## TÂCHE DEMANDÉE 1
Réponds à ces questions sur l'article consacré à Jim Harrison :
(a) Combien d'articles le recueil La Recherche de l'authentique réunit-il ?
(b) Quelle question le taraude souvent à trois heures du matin ?
(c) D'après ses propres mots, qu'essaie-t-il de faire dans la fiction ?

## TEXTE FOURNI

---------------

Critiques littéraires Autoportrait

La démesure de Jim Harrison

Sous les dehors du hâbleur et du plaisantin qu’il fut, se cachait un romantique tragiquement épris de la vie. C’est ce que nous découvrons, fascinés, en lisant La Recherche de l’authentique, un recueil de 44 articles récemment paru dans sa traduction française.

La démesure de Jim Harrison

© Andy Anderson

On le disait bon vivant. En effet, Jim Harrison, grand romancier et poète américain mort en 2016 à l’âge de 78 ans, était un gros buveur passionné de chasse et de pêche, un fumeur invétéré qui adorait cuisiner, manger et blaguer. Toutefois, cette épithète de bon vivant qu’on ne cesse de lui accoler, et que lui-même, par ses nombreux articles sur la bouffe, la boisson, la pêche et la chasse, avait largement contribué à répandre, est très réductrice ; car sous les dehors du hâbleur et du plaisantin qu’il fut, se cachait un romantique tragiquement épris de la vie. C’est ce que nous découvrons, fascinés, en lisant La Recherche de l’authentique, un recueil de 44 articles récemment paru dans sa traduction française (avant l’original en anglais) et qui couvre une période allant de 1970 à 2015, soit presque la totalité de la carrière de Jim Harrison.

« Voici une question implacable qui me taraude souvent à trois heures du matin, écrit-il dans l’un de ces textes : Comment et dans quelle mesure avons-nous trahi notre vie ? » Pour l’auteur des Légendes d’automne et de Dalva, trahir notre vie, c’est la vivre en somnambules, la laisser se dérouler convenablement et confortablement, en oubliant nos rêves, en oblitérant nos aspirations les plus intimes. Ne pas la trahir, c’est rechercher en tout ce que l’on fait son intensification. Cette angoisse de laisser la vie s’écouler insensiblement, sans l’avoir véritablement vécue, cette obsession de rendre chaque instant aussi intense que possible traversent tous les articles de ce recueil, si hétéroclites soient-ils. Qu’il s’extasie sur la beauté de la nature, relate une partie de pêche ou de chasse, évoque son enfance et sa jeunesse, réfléchit sur son travail d’écrivain, avoue son admiration pour Thoreau ou Steinbeck, fustige la cupidité et le conformisme des Américains, Harrison ne cesse de traquer tout ce qui est susceptible de transformer la vie en une aventure jubilatoire.

Il est aux antipodes du modèle de l’écrivain flaubertien. Bien que travailleur acharné, l’idée de sacrifier sa vie à l’art lui aurait sûrement paru absurde. C’est que pour Harrison, ces deux domaines ne constituent pas deux sphères distinctes ; l’art est partie intégrante de la vie, il permet de l’intensifier : « Dans la fiction, dit-il, j’essaie de rendre la vie plus intense. » Et il va même jusqu’à affirmer que « l’art et la littérature sont aussi naturels que la migration des oiseaux ou l’inévitable collusion entre l’amour et la mort ».

---------------

## MATÉRIEL DE TRAVAIL

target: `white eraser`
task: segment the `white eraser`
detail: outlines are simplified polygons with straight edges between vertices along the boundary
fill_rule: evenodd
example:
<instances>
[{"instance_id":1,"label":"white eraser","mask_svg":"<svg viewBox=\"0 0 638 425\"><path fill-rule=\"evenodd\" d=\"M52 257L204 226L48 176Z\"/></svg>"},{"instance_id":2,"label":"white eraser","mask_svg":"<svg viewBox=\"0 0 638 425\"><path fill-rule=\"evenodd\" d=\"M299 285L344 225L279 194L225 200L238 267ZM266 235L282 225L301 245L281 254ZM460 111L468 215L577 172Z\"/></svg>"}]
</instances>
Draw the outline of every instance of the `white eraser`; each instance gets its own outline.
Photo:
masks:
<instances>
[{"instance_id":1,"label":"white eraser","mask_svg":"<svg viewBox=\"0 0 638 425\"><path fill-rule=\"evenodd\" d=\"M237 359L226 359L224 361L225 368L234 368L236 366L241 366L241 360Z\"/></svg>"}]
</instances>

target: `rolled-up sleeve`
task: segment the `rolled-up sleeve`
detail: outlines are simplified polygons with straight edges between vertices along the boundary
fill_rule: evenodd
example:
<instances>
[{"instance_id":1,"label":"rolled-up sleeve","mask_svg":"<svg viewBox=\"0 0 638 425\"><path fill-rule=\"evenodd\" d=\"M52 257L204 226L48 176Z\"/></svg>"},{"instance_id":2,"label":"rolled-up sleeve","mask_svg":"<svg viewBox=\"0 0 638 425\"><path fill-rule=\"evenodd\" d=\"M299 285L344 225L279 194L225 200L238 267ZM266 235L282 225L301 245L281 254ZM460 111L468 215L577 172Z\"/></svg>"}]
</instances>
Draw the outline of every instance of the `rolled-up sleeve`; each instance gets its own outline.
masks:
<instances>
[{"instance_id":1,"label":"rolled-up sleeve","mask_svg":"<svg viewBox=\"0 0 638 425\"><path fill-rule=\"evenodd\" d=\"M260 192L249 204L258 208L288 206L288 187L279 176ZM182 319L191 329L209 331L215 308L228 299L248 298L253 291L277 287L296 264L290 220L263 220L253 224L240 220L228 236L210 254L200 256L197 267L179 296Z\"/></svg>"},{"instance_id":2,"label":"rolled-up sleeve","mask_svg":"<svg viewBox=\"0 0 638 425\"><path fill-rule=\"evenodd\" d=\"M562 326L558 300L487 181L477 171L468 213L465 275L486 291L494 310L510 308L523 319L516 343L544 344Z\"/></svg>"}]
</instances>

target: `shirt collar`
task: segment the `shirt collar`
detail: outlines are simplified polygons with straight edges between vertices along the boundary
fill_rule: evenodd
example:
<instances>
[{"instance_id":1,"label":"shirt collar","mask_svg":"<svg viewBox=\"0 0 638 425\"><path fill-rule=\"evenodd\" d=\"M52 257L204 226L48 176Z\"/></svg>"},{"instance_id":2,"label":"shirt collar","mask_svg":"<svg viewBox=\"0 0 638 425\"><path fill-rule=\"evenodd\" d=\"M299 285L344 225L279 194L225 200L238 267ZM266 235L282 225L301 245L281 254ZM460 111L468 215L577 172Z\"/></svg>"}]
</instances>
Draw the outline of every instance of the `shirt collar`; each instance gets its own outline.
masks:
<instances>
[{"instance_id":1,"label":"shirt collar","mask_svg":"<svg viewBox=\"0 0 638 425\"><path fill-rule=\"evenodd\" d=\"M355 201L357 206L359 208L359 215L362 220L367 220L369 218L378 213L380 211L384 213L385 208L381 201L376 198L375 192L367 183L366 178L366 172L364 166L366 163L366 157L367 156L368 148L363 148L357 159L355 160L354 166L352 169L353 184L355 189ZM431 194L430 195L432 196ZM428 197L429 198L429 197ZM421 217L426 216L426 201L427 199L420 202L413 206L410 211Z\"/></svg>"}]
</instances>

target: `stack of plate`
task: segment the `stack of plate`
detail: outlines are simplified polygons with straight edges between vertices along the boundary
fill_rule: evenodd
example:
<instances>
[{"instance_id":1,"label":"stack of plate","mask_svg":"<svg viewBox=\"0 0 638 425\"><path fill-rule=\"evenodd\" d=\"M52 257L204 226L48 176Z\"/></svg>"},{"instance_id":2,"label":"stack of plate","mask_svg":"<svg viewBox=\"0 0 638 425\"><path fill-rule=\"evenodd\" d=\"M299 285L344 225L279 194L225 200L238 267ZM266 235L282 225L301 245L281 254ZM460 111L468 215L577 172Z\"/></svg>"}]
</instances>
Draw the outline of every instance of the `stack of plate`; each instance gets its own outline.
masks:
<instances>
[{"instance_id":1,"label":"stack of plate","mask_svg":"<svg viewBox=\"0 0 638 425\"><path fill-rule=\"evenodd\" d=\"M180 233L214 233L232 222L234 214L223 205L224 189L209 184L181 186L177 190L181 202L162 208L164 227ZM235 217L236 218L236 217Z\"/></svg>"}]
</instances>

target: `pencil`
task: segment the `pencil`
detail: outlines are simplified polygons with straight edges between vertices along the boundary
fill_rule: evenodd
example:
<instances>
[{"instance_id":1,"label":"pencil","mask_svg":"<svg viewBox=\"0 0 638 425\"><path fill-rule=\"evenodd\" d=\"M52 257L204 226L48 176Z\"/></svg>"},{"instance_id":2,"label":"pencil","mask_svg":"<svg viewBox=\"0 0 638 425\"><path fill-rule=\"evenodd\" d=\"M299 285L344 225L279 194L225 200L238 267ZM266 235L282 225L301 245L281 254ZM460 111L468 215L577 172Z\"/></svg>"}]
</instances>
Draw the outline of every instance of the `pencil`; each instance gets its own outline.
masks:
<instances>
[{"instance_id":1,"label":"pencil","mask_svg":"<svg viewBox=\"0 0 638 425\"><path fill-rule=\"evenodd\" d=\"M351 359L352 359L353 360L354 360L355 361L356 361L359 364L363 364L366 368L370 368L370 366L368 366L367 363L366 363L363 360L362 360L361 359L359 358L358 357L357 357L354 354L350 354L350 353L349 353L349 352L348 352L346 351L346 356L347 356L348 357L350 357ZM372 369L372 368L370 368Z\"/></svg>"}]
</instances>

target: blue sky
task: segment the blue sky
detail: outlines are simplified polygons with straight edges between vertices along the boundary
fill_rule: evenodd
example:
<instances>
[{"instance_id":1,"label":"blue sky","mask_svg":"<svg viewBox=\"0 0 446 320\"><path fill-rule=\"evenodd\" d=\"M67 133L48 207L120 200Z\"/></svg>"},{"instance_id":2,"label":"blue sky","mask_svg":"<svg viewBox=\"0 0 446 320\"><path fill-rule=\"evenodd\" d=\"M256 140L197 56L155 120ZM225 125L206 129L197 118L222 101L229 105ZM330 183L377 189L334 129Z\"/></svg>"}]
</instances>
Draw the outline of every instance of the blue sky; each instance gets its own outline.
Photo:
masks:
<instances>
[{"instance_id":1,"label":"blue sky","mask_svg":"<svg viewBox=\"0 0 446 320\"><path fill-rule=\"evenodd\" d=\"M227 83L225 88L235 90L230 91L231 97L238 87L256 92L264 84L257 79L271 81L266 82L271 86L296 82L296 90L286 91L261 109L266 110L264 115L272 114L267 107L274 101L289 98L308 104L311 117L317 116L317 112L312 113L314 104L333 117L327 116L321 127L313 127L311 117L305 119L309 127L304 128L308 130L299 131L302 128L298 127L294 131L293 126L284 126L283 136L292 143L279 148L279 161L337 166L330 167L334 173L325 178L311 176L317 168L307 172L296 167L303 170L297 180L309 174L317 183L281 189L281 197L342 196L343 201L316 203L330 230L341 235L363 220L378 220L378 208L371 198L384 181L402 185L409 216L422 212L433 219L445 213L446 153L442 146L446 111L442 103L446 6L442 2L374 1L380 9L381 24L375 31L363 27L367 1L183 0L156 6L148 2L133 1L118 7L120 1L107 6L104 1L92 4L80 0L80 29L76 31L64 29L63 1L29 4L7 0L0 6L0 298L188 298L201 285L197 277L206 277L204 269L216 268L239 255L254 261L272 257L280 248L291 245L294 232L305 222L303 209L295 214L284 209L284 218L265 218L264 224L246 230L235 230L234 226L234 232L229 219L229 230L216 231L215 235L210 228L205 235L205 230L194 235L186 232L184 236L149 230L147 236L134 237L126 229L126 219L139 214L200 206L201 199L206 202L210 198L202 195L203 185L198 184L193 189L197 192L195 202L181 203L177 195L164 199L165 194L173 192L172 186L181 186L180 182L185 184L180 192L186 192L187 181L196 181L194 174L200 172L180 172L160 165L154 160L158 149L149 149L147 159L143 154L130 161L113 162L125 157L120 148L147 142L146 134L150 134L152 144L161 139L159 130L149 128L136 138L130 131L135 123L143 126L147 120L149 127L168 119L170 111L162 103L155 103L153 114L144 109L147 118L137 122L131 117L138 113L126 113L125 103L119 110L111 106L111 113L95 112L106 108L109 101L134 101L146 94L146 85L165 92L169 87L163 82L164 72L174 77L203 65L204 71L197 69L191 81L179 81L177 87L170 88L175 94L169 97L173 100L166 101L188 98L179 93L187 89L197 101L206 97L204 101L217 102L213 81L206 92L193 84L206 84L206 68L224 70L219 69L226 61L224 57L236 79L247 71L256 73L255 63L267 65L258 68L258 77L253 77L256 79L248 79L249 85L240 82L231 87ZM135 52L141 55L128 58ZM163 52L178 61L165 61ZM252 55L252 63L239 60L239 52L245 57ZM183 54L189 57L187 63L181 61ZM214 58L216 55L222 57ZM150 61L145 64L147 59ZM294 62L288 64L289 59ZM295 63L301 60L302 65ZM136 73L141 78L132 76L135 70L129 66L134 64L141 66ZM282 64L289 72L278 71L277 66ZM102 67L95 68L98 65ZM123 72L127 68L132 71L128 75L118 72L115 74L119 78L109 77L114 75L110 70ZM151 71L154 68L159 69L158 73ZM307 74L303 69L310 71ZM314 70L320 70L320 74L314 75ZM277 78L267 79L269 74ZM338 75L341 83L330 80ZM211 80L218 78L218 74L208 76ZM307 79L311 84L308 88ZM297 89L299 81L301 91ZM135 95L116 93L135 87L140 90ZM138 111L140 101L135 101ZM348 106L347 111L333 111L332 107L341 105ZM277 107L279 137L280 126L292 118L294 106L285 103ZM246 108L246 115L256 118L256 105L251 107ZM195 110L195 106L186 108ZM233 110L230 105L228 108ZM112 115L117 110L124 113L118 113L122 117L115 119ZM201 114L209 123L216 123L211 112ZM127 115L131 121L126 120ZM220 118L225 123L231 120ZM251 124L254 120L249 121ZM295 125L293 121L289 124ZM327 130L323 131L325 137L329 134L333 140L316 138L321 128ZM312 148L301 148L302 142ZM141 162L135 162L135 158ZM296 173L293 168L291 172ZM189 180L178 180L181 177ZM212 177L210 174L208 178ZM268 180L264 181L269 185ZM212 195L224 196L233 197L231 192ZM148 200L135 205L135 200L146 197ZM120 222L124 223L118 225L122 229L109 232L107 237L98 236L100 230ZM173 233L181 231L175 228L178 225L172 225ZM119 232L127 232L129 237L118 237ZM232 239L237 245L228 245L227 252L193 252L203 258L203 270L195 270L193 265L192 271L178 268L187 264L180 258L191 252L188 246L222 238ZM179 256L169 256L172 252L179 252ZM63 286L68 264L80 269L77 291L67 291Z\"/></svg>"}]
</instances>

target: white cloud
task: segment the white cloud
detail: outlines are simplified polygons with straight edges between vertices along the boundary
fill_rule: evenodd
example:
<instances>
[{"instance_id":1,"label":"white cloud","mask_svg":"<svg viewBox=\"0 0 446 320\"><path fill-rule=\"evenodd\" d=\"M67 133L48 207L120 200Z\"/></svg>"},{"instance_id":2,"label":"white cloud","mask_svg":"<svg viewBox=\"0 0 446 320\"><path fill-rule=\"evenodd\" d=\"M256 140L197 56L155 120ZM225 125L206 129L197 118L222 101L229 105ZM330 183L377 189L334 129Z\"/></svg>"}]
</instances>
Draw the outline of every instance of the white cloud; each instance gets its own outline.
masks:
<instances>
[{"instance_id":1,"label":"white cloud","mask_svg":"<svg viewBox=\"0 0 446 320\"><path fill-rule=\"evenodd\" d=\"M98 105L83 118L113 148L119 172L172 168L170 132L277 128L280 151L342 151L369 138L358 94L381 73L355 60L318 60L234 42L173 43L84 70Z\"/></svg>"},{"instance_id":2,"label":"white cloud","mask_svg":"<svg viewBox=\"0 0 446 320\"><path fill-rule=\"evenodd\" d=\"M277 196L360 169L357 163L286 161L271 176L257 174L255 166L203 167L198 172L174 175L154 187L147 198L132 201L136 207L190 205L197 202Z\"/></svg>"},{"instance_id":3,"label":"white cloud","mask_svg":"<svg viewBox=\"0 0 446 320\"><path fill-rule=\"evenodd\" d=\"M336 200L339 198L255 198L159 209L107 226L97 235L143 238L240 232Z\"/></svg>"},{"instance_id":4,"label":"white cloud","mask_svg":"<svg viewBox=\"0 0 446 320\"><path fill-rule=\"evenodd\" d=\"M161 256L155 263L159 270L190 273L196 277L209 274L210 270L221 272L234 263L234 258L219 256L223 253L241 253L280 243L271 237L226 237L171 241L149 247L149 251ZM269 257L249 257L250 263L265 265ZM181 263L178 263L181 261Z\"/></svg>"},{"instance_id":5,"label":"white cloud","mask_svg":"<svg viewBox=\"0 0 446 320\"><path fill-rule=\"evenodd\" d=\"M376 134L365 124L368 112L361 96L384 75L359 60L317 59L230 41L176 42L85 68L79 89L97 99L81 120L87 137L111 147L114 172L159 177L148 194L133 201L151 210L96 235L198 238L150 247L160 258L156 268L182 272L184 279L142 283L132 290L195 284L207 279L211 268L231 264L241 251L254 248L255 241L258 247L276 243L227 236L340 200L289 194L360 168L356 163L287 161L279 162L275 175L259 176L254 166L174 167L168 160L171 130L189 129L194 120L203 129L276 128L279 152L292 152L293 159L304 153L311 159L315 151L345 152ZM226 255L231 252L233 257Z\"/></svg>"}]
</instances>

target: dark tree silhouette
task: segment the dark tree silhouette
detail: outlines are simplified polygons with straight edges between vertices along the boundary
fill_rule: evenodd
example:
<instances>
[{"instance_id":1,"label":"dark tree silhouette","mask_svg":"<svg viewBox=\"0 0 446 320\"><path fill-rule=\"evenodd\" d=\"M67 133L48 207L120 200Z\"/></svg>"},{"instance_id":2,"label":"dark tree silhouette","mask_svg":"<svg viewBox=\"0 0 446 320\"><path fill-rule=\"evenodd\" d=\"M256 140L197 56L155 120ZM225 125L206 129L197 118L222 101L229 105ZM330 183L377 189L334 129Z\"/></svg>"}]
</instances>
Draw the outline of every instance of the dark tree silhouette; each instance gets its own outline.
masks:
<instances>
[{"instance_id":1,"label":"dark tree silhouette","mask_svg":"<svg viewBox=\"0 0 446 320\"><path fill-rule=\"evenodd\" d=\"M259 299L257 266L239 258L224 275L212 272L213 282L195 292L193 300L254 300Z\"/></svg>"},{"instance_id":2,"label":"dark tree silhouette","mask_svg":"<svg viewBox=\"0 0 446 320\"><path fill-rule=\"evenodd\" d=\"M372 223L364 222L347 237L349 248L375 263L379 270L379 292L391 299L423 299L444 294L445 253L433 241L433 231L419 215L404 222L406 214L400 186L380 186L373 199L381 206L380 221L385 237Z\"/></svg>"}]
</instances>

---------------

## TÂCHE DEMANDÉE 2
Réécris en tableau Markdown les lignes des enregistrements, de celle qui contient « target: dark tree silhouette » jusqu'à la fin des enregistrements, ces deux bornes comprises. Mets le numéro de rang dans la colonne N° et la ligne dans la colonne Ligne, et omets les lignes vides.

## SOLUTION RÉDIGÉE 1
(a) 44 articles.
(b) « Comment et dans quelle mesure avons-nous trahi notre vie ? »
(c) Il essaie de rendre la vie plus intense.

## SOLUTION RÉDIGÉE 2
| N° | Ligne |
|---|---|
| 1 | target: dark tree silhouette |
| 2 | task: segment the dark tree silhouette |
| 3 | detail: outlines are simplified polygons with straight edges between vertices along the boundary |
| 4 | fill_rule: evenodd |
| 5 | example: |
| 6 | <instances> |
| 7 | [{"instance_id":1,"label":"dark tree silhouette","mask_svg":"<svg viewBox=\"0 0 446 320\"><path fill-rule=\"evenodd\" d=\"M67 133L48 207L120 200Z\"/></svg>"},{"instance_id":2,"label":"dark tree silhouette","mask_svg":"<svg viewBox=\"0 0 446 320\"><path fill-rule=\"evenodd\" d=\"M256 140L197 56L155 120ZM225 125L206 129L197 118L222 101L229 105ZM330 183L377 189L334 129Z\"/></svg>"}] |
| 8 | </instances> |
| 9 | Draw the outline of every instance of the dark tree silhouette; each instance gets its own outline. |
| 10 | masks: |
| 11 | <instances> |
| 12 | [{"instance_id":1,"label":"dark tree silhouette","mask_svg":"<svg viewBox=\"0 0 446 320\"><path fill-rule=\"evenodd\" d=\"M259 299L257 266L239 258L224 275L212 272L213 282L195 292L193 300L254 300Z\"/></svg>"},{"instance_id":2,"label":"dark tree silhouette","mask_svg":"<svg viewBox=\"0 0 446 320\"><path fill-rule=\"evenodd\" d=\"M372 223L364 222L347 237L349 248L375 263L379 270L379 292L391 299L423 299L444 294L445 253L433 241L433 231L419 215L404 222L406 214L400 186L380 186L373 199L381 206L380 221L385 237Z\"/></svg>"}] |
| 13 | </instances> |